- Opening Delimiter -

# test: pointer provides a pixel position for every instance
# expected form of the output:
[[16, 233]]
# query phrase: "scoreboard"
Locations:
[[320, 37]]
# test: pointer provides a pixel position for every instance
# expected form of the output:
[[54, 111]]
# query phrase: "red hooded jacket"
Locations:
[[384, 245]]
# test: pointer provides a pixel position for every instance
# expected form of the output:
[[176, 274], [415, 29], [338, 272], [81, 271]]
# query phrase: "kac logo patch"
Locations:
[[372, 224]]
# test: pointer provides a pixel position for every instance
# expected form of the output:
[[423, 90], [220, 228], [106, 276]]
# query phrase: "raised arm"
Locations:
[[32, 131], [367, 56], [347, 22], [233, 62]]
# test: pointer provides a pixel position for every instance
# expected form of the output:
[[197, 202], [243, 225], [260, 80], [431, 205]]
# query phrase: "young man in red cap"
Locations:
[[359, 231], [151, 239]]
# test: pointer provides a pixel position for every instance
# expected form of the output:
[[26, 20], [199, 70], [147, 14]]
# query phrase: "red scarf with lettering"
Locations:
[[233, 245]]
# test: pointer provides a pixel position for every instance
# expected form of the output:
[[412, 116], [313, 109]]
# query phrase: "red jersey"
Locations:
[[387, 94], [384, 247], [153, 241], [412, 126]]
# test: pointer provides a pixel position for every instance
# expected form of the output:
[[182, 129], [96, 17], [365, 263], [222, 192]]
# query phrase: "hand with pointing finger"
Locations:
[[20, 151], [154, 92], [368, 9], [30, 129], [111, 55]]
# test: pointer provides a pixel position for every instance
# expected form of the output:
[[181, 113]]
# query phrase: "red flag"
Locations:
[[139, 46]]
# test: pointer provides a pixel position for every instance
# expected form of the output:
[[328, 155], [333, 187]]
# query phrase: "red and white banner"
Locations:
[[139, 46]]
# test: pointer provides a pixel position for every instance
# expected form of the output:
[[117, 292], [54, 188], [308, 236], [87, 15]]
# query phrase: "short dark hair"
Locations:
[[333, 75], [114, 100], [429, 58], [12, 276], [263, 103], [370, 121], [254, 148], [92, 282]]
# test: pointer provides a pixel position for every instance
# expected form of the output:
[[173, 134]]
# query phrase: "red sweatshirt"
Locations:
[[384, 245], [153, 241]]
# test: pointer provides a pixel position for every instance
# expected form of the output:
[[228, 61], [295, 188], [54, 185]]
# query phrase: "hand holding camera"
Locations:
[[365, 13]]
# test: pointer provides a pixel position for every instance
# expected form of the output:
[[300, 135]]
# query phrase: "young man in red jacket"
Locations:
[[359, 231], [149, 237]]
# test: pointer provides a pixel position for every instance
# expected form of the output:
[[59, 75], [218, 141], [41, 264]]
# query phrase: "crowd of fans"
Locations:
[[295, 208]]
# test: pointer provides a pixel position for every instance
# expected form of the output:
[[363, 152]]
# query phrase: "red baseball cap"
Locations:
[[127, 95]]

- Closing Delimiter -
- Opening Delimiter -

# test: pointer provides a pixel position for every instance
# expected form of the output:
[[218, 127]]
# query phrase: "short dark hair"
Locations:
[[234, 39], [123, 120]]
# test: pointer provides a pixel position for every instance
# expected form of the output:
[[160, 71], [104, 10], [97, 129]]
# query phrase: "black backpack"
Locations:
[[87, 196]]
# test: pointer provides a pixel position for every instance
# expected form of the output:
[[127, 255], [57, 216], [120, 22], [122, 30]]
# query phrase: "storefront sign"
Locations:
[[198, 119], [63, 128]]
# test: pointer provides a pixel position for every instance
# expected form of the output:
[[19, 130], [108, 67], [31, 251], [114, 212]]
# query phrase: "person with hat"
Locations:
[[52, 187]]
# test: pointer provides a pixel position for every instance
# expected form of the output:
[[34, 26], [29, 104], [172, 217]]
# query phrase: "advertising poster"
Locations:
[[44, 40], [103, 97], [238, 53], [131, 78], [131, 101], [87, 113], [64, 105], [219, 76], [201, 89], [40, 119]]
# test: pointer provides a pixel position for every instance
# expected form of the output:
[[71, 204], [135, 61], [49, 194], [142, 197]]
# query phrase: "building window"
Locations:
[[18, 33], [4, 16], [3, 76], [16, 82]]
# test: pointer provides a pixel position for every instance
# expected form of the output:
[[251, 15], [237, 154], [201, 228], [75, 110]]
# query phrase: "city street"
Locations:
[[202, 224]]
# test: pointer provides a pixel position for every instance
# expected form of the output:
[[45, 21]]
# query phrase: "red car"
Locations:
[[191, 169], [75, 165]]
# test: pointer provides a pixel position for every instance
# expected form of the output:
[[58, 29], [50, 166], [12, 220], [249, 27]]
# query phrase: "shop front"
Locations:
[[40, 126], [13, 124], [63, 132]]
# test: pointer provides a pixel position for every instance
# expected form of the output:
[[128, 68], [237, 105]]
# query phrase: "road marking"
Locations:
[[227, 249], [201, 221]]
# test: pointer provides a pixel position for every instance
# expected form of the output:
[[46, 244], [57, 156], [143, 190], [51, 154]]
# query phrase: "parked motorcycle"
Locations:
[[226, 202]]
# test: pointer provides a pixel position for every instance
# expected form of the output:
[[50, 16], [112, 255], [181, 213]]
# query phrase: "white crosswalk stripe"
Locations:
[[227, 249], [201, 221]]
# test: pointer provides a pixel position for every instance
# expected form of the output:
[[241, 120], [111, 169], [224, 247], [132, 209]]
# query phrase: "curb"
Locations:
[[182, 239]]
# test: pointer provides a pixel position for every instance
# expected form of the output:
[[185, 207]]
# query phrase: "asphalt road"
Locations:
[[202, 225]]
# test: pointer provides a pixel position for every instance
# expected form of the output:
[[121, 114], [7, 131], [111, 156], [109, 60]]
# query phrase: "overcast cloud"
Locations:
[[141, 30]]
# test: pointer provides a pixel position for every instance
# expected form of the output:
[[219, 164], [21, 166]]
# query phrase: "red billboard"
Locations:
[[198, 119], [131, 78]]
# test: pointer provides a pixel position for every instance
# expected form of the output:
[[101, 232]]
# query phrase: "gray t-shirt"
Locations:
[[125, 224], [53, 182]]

- Closing Delimiter -

*Work order:*
The expected answer is every line above in which the word "white" appears.

*Task response:*
# query phrase: "red and white banner"
# query phrase: "white crosswalk stripe"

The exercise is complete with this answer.